WHAT TO DO
List each line in the items below that contains the word "hand", copying every such line in full.

--- Start EXTRACTED MATERIAL ---

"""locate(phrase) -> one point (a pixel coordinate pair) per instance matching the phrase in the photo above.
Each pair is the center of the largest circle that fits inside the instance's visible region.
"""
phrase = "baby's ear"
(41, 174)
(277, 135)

--- End EXTRACTED MATERIAL ---
--- Start EXTRACTED MATERIAL ---

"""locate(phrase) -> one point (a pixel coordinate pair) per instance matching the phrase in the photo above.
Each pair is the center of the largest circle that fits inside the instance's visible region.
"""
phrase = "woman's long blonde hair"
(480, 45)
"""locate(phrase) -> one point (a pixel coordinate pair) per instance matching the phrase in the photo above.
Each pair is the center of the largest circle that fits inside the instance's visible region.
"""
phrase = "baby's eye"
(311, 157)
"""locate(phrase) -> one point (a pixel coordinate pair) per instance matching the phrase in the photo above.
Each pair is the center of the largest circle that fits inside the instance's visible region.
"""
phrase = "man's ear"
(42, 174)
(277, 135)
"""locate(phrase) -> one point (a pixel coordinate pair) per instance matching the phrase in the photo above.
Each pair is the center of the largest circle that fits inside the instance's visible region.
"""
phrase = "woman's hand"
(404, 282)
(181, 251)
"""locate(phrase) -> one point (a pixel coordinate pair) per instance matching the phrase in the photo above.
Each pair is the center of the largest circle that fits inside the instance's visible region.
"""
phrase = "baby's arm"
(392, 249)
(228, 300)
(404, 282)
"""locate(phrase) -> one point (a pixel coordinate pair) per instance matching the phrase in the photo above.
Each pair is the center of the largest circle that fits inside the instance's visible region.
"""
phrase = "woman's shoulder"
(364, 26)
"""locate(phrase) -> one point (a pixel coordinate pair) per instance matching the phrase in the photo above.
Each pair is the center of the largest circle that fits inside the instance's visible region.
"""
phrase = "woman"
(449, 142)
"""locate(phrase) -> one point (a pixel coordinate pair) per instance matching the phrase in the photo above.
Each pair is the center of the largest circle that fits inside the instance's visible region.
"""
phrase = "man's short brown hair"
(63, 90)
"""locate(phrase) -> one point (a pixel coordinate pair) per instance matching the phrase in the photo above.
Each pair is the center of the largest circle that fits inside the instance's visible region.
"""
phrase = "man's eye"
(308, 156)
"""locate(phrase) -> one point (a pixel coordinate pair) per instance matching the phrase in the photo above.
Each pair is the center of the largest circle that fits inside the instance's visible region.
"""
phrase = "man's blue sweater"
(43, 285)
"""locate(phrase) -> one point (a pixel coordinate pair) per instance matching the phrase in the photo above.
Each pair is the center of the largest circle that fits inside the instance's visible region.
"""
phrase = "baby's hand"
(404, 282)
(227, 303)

--- End EXTRACTED MATERIAL ---

SOLUTION TO THE EXERCISE
phrase = "woman's hand"
phrase = "baby's hand"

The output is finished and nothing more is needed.